Task:
Leaving nothing out, print each line of the material exactly.

BEGIN Data shown

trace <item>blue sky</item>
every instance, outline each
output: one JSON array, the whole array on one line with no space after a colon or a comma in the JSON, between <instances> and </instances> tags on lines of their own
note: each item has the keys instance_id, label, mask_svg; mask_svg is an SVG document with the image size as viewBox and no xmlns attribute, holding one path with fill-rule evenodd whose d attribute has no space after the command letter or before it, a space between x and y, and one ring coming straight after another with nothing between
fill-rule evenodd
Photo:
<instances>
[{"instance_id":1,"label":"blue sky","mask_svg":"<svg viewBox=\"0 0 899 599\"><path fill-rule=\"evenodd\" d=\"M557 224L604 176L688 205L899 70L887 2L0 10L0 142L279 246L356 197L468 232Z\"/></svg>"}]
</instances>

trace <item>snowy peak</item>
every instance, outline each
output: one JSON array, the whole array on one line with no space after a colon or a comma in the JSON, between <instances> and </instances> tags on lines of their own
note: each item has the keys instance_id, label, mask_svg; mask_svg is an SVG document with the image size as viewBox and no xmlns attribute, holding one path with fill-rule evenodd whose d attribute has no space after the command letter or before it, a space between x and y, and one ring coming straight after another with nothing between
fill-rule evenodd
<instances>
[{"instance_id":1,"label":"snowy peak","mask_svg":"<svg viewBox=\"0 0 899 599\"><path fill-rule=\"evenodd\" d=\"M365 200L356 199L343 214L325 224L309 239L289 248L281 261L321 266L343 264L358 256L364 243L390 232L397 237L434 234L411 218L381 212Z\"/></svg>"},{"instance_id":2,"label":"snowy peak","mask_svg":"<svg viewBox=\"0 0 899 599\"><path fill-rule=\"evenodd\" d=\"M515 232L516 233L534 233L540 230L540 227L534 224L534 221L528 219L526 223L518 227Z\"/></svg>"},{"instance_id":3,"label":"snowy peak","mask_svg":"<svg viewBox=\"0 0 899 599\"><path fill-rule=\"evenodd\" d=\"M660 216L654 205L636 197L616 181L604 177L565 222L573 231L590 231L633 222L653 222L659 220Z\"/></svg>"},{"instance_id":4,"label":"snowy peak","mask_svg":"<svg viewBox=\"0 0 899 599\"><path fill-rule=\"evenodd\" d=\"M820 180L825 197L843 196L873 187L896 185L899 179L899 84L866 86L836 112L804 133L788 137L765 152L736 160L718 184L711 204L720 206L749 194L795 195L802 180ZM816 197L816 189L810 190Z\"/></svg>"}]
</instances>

END Data shown

Answer box:
trace <item>blue sky</item>
every instance, outline each
output: one JSON array, the whole array on one line with no space after a colon or a comma in the JSON, between <instances> and </instances> tags on lines of their own
note: each item has the keys instance_id, label, mask_svg; mask_svg is an SVG document with the image size as viewBox and no xmlns attribute, holding one path with fill-rule evenodd whose d attribute has no space after the command letter or before it, a space between x and y, and one ring coming straight after another with nothing between
fill-rule evenodd
Photo:
<instances>
[{"instance_id":1,"label":"blue sky","mask_svg":"<svg viewBox=\"0 0 899 599\"><path fill-rule=\"evenodd\" d=\"M557 224L604 176L688 205L899 70L887 2L0 10L0 142L279 246L356 197L468 232Z\"/></svg>"}]
</instances>

trace <item>snowy peak</item>
every instance, outline each
output: one JSON array, the whole array on one line with no space after a colon or a comma in the JSON, between <instances> and </instances> tags on lines of their own
note: each item has the keys instance_id, label, mask_svg; mask_svg is an SVG document with the image size as viewBox and no xmlns attribute, holding one path with fill-rule evenodd whose d attribute has no space after the command letter or before it, a space between x and y, and one ring coming straight after another with nothing between
fill-rule evenodd
<instances>
[{"instance_id":1,"label":"snowy peak","mask_svg":"<svg viewBox=\"0 0 899 599\"><path fill-rule=\"evenodd\" d=\"M365 200L356 199L343 214L325 224L309 239L289 248L281 261L321 266L343 264L358 256L364 243L390 232L397 237L434 234L411 218L381 212Z\"/></svg>"},{"instance_id":2,"label":"snowy peak","mask_svg":"<svg viewBox=\"0 0 899 599\"><path fill-rule=\"evenodd\" d=\"M515 232L516 233L534 233L540 230L540 227L534 224L534 221L528 219L526 223L518 227Z\"/></svg>"},{"instance_id":3,"label":"snowy peak","mask_svg":"<svg viewBox=\"0 0 899 599\"><path fill-rule=\"evenodd\" d=\"M660 216L654 205L636 197L616 181L604 177L565 222L573 231L590 231L633 222L653 222L659 220Z\"/></svg>"},{"instance_id":4,"label":"snowy peak","mask_svg":"<svg viewBox=\"0 0 899 599\"><path fill-rule=\"evenodd\" d=\"M820 180L825 197L843 196L873 187L896 185L899 179L899 84L866 86L836 112L804 133L788 137L765 152L736 160L718 184L711 204L720 206L749 194L795 195L802 180ZM816 197L816 189L810 190Z\"/></svg>"}]
</instances>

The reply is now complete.